[TASK DETAILS] How many lines in the data below contain the word "window"? Give only the number.

● ● ● ●

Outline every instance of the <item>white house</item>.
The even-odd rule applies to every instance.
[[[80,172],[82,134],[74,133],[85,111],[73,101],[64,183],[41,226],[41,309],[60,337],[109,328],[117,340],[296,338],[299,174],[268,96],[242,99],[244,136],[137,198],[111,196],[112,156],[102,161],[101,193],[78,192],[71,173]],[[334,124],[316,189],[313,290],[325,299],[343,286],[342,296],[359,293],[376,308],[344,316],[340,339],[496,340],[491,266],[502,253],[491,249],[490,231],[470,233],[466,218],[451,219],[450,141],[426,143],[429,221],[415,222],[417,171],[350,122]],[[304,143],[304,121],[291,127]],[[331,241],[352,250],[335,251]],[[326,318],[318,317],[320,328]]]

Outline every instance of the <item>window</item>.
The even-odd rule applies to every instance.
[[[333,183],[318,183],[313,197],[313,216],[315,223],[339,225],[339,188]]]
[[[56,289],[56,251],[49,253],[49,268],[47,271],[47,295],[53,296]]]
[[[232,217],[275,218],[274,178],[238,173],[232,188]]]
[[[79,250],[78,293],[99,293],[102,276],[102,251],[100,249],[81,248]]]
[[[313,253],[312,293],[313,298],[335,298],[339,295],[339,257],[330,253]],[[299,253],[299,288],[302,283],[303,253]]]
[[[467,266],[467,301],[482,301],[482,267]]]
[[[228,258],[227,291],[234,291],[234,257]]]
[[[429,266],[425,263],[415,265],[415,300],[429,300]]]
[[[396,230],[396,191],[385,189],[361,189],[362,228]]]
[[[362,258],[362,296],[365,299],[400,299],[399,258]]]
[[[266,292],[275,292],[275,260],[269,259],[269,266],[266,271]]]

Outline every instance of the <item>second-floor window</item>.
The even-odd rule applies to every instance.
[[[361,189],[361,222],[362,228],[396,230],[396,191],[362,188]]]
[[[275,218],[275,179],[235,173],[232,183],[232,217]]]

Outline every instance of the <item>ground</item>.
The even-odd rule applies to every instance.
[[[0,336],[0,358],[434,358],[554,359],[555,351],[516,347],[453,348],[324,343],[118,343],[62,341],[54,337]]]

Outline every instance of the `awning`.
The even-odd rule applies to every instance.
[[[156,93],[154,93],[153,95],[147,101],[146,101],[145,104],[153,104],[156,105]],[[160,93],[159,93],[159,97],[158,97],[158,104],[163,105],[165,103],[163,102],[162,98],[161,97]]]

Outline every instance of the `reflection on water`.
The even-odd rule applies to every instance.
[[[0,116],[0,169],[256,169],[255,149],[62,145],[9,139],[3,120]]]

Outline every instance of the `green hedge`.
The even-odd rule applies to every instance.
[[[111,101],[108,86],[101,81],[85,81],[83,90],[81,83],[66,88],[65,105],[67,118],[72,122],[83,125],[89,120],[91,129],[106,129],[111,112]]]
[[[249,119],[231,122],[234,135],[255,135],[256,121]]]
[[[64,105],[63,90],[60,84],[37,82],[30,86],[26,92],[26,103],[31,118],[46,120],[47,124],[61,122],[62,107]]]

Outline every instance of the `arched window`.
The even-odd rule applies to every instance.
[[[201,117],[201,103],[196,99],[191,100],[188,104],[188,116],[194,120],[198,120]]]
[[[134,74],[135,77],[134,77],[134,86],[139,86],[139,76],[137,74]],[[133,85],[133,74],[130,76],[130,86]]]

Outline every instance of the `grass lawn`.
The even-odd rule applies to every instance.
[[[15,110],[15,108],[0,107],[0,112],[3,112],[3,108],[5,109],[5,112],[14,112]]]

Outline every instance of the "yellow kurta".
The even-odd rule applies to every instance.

● ● ● ●

[FINISHED ANSWER] 3